• [THINGS TO DO]
a. Answer these about the Structured Streaming bug thread:
(i) For how long has the original poster been using Structured Streaming in production?
(ii) Into which three groups are the issues split?
(iii) Which issue had already been reported, and under what identifier?
b. Carry on writing the Structured Streaming bug thread, picking up after its final sentence.

Re: Bugs with joins and SQL in Structured Streaming

2024-02-26 Thread Mich Talebzadeh
Hi,

These are all on spark 3.5, correct?

Mich Talebzadeh,
Dad | Technologist | Solutions Architect | Engineer
London
United Kingdom


   view my Linkedin profile



 https://en.everybodywiki.com/Mich_Talebzadeh



*Disclaimer:* The information provided is correct to the best of my
knowledge but of course cannot be guaranteed . It is essential to note
that, as with any advice, quote "one test result is worth one-thousand
expert opinions (Werner  Von
Braun )".


On Mon, 26 Feb 2024 at 22:18, Andrzej Zera  wrote:

> Hey all,
>
> I've been using Structured Streaming in production for almost a year
> already and I want to share the bugs I found in this time. I created a test
> for each of the issues and put them all here:
> https://github.com/andrzejzera/spark-bugs/tree/main/spark-3.5/src/test/scala
>
> I split the issues into three groups: outer joins on event time, interval
> joins and Spark SQL.
>
> Issues related to outer joins:
>
>- When joining three or more input streams on event time, if two or
>more streams don't contain an event for a join key (which is event time),
>no row will be output even if other streams contain an event for this join
>key. Tests that check for this:
>
> https://github.com/andrzejzera/spark-bugs/blob/abae7a3839326a8eafc7516a51aca5e0c79282a6/spark-3.5/src/test/scala/OuterJoinTest.scala#L86
>and
>
> https://github.com/andrzejzera/spark-bugs/blob/abae7a3839326a8eafc7516a51aca5e0c79282a6/spark-3.5/src/test/scala/OuterJoinTest.scala#L169
>- When joining aggregated stream with raw events with a stream with
>already aggregated events (aggregation made outside of Spark), then no row
>will be output if that second stream don't contain a corresponding event.
>Test that checks for this:
>
> https://github.com/andrzejzera/spark-bugs/blob/abae7a3839326a8eafc7516a51aca5e0c79282a6/spark-3.5/src/test/scala/OuterJoinTest.scala#L266
>- When joining two aggregated streams (aggregated in Spark), no result
>is produced. Test that checks for this:
>
> https://github.com/andrzejzera/spark-bugs/blob/abae7a3839326a8eafc7516a51aca5e0c79282a6/spark-3.5/src/test/scala/OuterJoinTest.scala#L341.
>I've already reported this one here:
>https://issues.apache.org/jira/browse/SPARK-45637 but it hasn't been
>handled yet.
>
> Issues related to interval joins:
>
>- When joining three streams (A, B, C) using interval join on event
>time, in the way that B.eventTime is conditioned on A.eventTime and
>C.eventTime is also conditioned on A.eventTime, and then doing window
>aggregation based on A's event time, the result is output only after
>watermark crosses the window end + interval(A, B) + interval (A, C).

• [STORED DATA]
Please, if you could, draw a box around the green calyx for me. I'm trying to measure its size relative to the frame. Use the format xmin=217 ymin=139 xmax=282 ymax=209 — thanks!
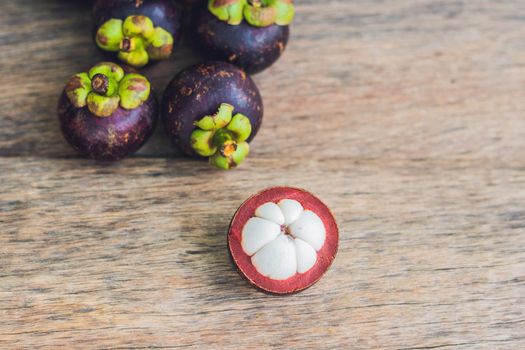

• [RESULTS]
a.
(i) For almost a year.
(ii) Outer joins on event time, interval joins, and Spark SQL.
(iii) Joining two aggregated streams (aggregated in Spark) produces no result. It was reported as SPARK-45637.

b.
>However, I'd expect results to be output faster, i.e. when the watermark
>crosses window end + MAX(interval(A, B) + interval (A, C)). If our case is
>that event B can happen 3 minutes after event A and event C can happen 5
>minutes after A, there is no point to suspend reporting output for 8
>minutes (3+5) after the end of the window if we know that no more event can
>be matched after 5 min from the window end (assuming window end is based on
>A's event time). Test that checks for this:
>
> https://github.com/andrzejzera/spark-bugs/blob/abae7a3839326a8eafc7516a51aca5e0c79282a6/spark-3.5/src/test/scala/IntervalJoinTest.scala#L32
>
> SQL issues:
>
>- WITH clause (in contrast to subquery) seems to create a static
>DataFrame that can't be used in streaming joins. Test that checks for this:
>
> https://github.com/andrzejzera/spark-bugs/blob/abae7a3839326a8eafc7516a51aca5e0c79282a6/spark-3.5/src/test/scala/SqlSyntaxTest.scala#L31
>- Two subqueries, each aggregating data using window() functio, breaks
>the output schema. Test that checks for this:
>
> https://github.com/andrzejzera/spark-bugs/blob/abae7a3839326a8eafc7516a51aca5e0c79282a6/spark-3.5/src/test/scala/SqlSyntaxTest.scala#L122
>
> I'm a beginner with Scala (I'm using Structured Streaming with PySpark) so
> won't be able to provide fixes. But I hope the test cases I provided can be
> of some help.
>
> Regards,
> Andrzej
>


Bugs with joins and SQL in Structured Streaming

2024-02-26 Thread Andrzej Zera
Hey all,

I've been using Structured Streaming in production for almost a year
already and I want to share the bugs I found in this time. I created a test
for each of the issues and put them all here:
https://github.com/andrzejzera/spark-bugs/tree/main/spark-3.5/src/test/scala

I split the issues into three groups: outer joins on event time, interval
joins and Spark SQL.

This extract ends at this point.